Stored records
-*-*-
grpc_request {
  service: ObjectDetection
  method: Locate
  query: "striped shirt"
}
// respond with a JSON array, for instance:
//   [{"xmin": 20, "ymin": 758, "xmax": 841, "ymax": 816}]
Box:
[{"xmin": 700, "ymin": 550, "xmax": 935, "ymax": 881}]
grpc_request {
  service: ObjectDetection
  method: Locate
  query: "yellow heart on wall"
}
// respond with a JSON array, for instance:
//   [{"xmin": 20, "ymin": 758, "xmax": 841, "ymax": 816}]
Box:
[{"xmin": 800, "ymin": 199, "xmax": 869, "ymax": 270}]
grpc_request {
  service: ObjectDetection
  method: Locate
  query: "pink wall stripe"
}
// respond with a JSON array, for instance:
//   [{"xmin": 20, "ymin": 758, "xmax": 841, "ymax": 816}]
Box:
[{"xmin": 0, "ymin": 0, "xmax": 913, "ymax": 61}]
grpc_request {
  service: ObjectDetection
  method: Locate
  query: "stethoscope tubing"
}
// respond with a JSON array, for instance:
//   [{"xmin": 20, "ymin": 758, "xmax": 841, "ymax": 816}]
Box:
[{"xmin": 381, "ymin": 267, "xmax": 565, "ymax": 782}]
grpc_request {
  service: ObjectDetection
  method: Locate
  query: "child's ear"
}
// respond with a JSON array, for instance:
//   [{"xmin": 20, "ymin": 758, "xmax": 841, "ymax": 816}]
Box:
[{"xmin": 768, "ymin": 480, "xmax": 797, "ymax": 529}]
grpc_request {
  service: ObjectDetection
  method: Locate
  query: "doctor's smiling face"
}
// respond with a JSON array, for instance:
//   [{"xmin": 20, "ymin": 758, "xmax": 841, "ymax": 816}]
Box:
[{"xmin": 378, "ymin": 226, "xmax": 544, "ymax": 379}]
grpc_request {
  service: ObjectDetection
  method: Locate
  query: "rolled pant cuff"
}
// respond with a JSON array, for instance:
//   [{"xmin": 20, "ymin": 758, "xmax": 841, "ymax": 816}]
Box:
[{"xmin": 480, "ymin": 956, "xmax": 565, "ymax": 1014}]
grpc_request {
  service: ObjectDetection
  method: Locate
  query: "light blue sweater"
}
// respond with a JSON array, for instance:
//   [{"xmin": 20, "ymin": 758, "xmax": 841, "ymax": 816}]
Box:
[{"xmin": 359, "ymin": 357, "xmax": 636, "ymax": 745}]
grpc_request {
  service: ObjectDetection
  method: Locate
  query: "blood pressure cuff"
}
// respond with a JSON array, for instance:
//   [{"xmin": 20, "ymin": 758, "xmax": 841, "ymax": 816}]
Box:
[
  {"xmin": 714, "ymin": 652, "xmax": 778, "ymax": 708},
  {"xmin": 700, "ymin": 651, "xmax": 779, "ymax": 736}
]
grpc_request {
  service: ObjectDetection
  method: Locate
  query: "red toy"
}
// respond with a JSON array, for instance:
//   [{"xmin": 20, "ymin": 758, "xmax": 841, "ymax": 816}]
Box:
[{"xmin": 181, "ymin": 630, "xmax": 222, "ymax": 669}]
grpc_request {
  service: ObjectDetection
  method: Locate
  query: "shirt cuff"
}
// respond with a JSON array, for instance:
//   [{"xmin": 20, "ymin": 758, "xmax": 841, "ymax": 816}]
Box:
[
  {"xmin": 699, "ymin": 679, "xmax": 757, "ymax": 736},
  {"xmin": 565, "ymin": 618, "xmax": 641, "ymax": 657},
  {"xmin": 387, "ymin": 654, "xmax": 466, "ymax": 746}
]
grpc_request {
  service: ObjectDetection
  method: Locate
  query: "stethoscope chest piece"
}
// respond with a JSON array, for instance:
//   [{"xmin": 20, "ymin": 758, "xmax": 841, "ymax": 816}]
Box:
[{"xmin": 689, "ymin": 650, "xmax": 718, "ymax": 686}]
-*-*-
Short problem: Please tally how many lines of the records above contain the string "query", and reply with only that number.

Result of the task: 12